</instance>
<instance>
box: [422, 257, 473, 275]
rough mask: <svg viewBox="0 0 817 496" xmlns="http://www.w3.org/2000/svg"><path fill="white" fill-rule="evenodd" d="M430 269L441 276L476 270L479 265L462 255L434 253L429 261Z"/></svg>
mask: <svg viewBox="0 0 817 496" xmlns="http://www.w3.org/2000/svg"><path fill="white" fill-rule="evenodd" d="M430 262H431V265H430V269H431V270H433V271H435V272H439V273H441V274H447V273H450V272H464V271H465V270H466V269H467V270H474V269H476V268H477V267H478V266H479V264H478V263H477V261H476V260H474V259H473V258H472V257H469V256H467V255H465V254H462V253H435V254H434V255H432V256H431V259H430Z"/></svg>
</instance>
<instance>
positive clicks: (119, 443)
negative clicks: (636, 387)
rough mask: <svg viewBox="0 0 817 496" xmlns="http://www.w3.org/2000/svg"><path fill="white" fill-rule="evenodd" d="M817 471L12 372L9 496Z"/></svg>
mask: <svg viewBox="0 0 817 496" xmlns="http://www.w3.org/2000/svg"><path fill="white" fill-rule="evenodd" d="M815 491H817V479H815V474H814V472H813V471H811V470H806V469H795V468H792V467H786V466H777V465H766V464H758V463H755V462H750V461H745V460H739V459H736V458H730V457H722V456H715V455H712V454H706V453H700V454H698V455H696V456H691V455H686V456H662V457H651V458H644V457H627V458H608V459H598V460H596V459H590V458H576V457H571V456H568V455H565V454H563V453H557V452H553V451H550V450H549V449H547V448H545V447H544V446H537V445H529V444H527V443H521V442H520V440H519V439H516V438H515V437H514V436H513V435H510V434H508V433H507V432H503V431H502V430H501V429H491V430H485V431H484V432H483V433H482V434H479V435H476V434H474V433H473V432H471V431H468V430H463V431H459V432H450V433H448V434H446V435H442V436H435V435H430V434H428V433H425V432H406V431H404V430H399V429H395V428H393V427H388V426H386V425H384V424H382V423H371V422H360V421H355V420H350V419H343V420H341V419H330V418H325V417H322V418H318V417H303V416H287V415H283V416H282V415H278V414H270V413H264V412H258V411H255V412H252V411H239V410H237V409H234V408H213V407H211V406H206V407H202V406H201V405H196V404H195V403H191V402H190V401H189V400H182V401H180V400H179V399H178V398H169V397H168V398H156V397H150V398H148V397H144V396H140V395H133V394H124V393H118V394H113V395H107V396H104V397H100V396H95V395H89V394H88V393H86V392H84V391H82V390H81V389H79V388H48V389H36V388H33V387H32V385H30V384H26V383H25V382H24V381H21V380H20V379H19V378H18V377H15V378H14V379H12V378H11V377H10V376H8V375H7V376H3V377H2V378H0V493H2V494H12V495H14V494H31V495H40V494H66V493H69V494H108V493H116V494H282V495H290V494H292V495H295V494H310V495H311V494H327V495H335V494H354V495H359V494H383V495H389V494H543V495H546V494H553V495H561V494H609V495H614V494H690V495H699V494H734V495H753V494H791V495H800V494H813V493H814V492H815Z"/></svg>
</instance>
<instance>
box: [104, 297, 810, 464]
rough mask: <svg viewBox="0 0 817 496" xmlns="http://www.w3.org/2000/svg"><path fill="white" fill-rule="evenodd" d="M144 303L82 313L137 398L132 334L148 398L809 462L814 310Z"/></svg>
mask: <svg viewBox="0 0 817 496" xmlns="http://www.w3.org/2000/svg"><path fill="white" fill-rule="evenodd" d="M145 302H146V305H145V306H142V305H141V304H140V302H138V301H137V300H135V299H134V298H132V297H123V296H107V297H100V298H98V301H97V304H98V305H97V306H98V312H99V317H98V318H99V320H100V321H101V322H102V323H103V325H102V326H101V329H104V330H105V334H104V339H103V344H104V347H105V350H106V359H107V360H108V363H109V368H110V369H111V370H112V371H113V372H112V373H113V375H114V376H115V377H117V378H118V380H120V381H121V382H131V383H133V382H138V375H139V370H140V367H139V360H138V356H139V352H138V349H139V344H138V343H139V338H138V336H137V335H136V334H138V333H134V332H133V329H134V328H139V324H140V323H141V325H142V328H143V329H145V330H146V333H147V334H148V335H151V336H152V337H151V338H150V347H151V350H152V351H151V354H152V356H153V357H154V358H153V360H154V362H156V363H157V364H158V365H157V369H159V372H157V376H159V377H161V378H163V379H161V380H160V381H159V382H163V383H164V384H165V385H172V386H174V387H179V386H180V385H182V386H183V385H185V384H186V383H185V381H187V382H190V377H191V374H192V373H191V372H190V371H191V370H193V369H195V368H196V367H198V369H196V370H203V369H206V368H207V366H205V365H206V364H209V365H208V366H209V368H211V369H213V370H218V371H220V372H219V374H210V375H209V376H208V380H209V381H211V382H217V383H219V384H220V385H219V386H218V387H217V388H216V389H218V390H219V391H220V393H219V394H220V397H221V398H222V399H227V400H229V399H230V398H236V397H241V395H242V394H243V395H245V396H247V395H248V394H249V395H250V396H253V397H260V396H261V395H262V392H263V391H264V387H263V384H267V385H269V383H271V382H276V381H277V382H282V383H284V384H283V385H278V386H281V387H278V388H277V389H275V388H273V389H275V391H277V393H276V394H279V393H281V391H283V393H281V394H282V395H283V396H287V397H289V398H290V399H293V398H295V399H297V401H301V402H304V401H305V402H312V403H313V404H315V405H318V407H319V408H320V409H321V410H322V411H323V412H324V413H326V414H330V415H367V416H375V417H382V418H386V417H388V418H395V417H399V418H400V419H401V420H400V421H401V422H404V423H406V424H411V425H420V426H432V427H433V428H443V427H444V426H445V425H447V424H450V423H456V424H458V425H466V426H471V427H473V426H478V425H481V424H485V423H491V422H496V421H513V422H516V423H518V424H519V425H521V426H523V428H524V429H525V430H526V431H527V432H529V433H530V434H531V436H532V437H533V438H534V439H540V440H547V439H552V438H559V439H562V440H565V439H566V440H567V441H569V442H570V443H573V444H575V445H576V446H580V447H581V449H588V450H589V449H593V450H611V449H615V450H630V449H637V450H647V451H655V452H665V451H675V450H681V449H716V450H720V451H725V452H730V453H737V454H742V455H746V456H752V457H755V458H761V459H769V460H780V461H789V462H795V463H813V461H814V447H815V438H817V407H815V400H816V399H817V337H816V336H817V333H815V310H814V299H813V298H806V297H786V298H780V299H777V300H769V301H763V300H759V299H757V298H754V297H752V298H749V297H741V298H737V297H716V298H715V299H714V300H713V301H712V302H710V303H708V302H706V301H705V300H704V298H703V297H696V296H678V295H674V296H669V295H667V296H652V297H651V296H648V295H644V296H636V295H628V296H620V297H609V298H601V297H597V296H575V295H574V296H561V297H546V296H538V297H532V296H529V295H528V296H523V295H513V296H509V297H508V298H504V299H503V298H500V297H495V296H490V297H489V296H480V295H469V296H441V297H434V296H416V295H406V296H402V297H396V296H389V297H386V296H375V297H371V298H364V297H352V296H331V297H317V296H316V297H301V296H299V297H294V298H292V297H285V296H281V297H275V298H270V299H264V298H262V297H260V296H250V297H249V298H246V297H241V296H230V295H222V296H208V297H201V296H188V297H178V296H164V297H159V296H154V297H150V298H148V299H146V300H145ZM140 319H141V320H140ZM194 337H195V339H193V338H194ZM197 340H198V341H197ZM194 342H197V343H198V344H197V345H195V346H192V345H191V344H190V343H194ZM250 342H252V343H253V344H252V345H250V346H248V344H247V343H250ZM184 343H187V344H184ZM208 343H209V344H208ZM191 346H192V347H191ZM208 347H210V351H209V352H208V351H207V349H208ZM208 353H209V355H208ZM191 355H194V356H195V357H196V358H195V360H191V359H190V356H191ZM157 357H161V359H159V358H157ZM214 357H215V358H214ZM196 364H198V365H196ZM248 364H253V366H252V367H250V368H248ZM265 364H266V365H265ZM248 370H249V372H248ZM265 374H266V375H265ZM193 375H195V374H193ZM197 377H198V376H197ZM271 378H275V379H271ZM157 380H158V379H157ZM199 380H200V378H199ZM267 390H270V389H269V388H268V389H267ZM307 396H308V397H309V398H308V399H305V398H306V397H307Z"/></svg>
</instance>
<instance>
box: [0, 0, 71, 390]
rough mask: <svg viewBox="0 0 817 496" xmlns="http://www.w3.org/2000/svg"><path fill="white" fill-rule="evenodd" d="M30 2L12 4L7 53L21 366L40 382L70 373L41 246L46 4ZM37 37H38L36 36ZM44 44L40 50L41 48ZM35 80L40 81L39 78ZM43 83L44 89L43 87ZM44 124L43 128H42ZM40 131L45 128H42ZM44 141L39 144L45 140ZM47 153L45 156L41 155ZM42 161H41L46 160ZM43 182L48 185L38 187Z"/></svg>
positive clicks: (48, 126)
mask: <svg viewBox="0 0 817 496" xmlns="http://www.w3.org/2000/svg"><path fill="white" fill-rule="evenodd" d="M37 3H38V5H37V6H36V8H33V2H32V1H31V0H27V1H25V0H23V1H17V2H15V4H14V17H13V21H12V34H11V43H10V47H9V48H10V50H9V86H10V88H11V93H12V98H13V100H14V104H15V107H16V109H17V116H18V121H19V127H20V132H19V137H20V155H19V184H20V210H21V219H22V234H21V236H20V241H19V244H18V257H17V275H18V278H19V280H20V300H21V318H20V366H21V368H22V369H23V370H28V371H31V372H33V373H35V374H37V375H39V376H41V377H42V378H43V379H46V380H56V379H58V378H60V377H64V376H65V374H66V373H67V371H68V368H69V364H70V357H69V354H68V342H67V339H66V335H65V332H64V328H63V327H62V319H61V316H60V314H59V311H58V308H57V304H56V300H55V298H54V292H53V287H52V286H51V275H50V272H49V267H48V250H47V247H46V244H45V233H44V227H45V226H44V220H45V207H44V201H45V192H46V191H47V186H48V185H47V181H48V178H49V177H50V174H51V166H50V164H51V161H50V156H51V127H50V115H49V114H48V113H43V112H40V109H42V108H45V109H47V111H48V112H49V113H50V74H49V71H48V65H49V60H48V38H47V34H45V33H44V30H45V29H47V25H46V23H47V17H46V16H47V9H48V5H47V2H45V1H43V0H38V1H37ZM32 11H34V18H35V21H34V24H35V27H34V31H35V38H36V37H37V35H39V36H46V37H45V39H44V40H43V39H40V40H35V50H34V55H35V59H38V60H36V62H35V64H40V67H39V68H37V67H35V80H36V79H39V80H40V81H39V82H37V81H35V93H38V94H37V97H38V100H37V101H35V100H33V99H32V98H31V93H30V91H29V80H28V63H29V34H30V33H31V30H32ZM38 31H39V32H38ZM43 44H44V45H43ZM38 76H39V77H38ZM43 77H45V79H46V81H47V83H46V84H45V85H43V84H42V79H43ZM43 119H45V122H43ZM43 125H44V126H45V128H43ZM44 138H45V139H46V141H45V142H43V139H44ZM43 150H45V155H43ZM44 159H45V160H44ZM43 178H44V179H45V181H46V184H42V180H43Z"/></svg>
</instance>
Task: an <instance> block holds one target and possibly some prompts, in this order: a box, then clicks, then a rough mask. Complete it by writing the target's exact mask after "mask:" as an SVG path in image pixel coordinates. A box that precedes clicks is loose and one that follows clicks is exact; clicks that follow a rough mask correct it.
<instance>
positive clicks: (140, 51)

TO DO: Your answer should consist of the lines from the line with "box: [422, 257, 473, 275]" to the line with "negative clicks: (636, 387)" above, repeated exactly, both ends included.

EXPECTED ANSWER:
box: [422, 257, 473, 275]
rough mask: <svg viewBox="0 0 817 496" xmlns="http://www.w3.org/2000/svg"><path fill="white" fill-rule="evenodd" d="M430 269L441 276L476 270L479 265L462 255L434 253L429 261Z"/></svg>
mask: <svg viewBox="0 0 817 496" xmlns="http://www.w3.org/2000/svg"><path fill="white" fill-rule="evenodd" d="M430 262H431V265H430V269H431V270H433V271H435V272H439V273H441V274H447V273H450V272H464V271H465V270H466V269H467V270H474V269H476V268H477V267H478V266H479V264H478V263H477V261H476V260H474V259H473V258H472V257H469V256H467V255H465V254H462V253H435V254H434V255H432V256H431V259H430Z"/></svg>
</instance>
<instance>
positive clicks: (119, 443)
negative clicks: (636, 387)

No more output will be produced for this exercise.